Task brief
Extract every line in the rows below that contains the word "negative".

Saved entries
☆ ☆ ☆

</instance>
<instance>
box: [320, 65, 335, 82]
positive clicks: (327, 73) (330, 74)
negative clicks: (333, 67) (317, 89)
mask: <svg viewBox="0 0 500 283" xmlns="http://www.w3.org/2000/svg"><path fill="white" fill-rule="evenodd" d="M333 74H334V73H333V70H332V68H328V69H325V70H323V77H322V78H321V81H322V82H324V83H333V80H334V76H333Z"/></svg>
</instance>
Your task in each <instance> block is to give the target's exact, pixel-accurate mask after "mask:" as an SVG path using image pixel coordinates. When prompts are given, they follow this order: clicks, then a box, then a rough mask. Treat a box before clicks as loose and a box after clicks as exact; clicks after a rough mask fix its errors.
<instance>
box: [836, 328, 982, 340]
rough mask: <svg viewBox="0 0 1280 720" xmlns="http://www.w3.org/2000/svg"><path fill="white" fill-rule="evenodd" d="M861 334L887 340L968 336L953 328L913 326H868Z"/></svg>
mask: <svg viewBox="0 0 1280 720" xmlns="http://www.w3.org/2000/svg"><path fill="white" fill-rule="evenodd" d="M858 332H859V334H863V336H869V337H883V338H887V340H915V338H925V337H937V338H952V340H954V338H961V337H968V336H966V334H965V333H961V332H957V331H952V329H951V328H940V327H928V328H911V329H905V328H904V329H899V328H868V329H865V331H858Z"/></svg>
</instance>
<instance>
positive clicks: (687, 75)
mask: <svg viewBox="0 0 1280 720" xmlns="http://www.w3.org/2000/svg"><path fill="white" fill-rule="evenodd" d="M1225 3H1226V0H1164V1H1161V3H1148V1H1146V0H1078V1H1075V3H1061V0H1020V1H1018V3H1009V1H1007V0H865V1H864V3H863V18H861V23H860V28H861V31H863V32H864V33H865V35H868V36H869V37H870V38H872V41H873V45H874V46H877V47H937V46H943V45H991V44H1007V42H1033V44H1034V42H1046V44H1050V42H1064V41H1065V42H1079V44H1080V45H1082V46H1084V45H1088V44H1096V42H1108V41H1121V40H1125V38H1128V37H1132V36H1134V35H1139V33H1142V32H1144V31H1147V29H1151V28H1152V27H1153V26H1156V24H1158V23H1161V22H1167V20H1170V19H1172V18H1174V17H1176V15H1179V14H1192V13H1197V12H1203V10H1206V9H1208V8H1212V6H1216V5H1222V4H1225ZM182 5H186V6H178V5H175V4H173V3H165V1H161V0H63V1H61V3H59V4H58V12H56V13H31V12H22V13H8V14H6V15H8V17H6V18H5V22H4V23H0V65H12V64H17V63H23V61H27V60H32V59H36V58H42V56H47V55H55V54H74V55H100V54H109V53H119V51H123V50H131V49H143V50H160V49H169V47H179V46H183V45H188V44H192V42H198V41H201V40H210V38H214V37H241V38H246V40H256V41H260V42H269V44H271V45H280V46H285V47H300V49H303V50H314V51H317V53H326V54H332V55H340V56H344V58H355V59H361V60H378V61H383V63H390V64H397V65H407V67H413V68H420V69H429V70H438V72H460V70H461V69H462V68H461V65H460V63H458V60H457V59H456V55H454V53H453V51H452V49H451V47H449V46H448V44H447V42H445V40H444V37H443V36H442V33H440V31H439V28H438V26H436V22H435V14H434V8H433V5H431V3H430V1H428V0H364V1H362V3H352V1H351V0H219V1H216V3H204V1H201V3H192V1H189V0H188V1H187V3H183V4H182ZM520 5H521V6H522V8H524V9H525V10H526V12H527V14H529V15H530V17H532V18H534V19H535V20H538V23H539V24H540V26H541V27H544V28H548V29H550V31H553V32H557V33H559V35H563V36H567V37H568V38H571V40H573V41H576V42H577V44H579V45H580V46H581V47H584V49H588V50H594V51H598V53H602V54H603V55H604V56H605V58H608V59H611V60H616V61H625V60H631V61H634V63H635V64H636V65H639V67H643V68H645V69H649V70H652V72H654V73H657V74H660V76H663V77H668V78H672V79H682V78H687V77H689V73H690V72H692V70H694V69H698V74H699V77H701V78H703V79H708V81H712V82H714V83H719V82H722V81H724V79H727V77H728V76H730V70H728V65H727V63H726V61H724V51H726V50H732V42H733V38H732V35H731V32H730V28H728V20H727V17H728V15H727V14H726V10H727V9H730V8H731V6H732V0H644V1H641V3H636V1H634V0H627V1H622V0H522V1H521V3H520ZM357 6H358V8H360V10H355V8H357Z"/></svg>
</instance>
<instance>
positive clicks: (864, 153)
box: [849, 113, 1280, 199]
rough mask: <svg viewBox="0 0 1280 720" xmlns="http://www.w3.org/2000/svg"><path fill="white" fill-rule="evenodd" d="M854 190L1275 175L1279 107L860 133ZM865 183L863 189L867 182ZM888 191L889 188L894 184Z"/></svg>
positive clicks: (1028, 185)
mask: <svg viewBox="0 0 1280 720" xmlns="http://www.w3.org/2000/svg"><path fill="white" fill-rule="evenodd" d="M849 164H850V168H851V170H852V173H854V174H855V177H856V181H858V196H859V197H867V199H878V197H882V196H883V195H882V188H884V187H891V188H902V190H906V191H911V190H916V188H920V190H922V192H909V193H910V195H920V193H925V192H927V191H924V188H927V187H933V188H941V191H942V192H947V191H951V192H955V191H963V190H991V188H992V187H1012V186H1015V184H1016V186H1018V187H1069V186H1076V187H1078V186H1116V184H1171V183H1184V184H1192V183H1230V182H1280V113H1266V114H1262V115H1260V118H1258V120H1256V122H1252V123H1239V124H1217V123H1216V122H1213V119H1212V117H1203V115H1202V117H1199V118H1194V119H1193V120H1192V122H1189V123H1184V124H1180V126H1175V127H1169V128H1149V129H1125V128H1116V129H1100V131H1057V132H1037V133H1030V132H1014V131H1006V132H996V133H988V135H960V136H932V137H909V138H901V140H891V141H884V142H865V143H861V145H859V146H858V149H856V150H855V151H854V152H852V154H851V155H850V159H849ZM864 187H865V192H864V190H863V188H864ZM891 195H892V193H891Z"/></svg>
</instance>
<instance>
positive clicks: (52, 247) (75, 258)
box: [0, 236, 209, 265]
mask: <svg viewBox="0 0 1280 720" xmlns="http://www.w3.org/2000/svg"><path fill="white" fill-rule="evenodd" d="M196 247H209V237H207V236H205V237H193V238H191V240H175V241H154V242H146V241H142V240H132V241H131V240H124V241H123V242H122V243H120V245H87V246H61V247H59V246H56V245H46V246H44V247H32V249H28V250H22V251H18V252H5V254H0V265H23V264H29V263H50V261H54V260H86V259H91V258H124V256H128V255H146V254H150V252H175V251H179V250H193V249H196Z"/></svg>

☆ ☆ ☆

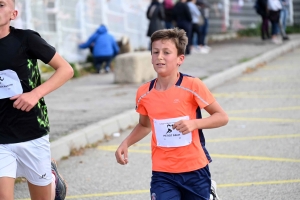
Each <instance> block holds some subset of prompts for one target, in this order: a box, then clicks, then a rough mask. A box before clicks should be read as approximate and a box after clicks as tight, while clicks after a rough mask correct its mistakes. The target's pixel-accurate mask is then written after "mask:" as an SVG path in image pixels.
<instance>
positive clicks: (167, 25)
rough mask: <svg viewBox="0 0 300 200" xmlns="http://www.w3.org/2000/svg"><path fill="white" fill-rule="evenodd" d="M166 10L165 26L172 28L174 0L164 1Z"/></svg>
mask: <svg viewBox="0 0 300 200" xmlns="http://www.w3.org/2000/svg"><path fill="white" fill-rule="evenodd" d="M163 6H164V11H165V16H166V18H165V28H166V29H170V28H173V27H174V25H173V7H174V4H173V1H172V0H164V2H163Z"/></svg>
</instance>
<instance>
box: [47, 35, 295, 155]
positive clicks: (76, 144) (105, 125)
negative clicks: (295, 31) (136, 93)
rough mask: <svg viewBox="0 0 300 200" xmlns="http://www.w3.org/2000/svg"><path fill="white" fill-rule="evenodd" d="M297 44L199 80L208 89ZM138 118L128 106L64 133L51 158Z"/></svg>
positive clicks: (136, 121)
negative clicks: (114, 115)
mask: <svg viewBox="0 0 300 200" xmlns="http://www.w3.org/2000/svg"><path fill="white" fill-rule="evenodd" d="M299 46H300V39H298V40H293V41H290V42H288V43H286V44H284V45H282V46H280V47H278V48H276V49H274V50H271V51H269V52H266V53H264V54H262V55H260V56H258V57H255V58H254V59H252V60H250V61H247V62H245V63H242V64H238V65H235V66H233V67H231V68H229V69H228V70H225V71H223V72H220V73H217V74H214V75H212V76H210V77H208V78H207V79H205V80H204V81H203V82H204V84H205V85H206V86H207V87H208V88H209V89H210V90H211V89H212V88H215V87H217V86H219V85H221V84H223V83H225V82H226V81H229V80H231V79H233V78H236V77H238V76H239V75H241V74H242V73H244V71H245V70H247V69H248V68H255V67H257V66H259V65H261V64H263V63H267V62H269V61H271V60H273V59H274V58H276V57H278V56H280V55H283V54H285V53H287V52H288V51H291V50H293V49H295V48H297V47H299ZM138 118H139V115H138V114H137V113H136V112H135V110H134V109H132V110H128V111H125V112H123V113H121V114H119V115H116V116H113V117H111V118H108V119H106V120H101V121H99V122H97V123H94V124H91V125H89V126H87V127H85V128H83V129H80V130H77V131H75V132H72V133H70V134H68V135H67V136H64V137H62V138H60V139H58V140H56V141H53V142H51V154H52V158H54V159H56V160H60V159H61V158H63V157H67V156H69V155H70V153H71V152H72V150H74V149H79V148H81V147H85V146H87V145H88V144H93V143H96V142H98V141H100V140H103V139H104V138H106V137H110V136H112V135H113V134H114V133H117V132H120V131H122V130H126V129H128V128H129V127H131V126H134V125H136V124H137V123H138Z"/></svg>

☆ ☆ ☆

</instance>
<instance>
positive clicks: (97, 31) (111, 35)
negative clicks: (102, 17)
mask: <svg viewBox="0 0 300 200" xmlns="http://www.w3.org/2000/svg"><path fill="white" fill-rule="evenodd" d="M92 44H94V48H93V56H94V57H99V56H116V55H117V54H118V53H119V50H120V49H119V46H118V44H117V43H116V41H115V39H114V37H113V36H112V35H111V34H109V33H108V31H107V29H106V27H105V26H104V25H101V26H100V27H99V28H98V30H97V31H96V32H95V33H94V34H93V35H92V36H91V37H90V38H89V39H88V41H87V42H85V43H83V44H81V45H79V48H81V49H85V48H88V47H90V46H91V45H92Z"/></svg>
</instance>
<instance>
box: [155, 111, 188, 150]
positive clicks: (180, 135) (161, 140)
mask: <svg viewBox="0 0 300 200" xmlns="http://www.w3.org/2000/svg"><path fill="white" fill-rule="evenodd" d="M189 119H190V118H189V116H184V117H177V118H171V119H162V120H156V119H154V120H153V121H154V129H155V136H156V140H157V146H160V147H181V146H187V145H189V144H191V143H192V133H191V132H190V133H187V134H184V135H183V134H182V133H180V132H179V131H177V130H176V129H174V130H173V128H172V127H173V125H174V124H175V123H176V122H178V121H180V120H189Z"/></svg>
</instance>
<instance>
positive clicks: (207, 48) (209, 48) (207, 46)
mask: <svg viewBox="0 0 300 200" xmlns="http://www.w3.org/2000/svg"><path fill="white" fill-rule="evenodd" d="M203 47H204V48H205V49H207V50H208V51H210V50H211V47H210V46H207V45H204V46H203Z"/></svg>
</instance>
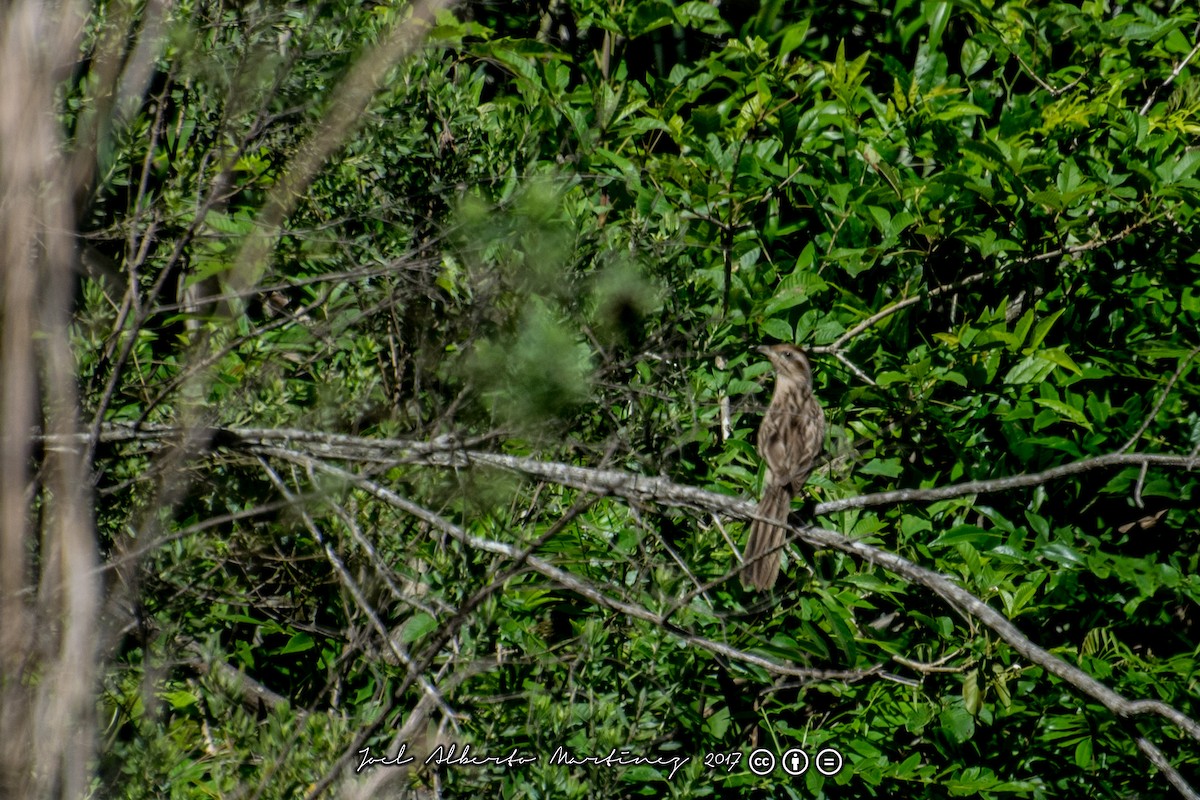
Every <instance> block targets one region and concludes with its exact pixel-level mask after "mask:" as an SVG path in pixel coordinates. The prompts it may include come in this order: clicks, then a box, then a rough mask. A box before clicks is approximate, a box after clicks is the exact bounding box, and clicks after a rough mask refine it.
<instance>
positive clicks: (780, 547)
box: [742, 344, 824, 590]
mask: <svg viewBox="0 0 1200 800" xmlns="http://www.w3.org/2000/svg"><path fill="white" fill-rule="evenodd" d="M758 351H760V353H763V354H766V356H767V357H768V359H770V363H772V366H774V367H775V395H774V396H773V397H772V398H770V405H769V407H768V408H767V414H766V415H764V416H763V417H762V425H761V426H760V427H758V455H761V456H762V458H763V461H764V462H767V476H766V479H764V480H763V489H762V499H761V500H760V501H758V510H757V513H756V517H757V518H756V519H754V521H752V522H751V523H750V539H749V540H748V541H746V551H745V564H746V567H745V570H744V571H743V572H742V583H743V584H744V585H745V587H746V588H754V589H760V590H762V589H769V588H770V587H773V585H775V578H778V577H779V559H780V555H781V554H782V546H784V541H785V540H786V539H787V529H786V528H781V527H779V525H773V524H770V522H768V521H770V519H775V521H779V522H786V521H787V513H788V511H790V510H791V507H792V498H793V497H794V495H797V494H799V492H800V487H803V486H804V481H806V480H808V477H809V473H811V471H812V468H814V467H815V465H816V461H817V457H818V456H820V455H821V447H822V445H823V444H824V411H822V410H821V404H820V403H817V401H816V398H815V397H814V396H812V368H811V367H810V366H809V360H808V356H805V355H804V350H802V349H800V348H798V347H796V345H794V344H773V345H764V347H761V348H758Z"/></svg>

☆ ☆ ☆

Answer box
negative clicks: (333, 67) (317, 89)
negative clicks: (295, 31) (136, 93)
negative clicks: (114, 115)
negative clicks: (102, 17)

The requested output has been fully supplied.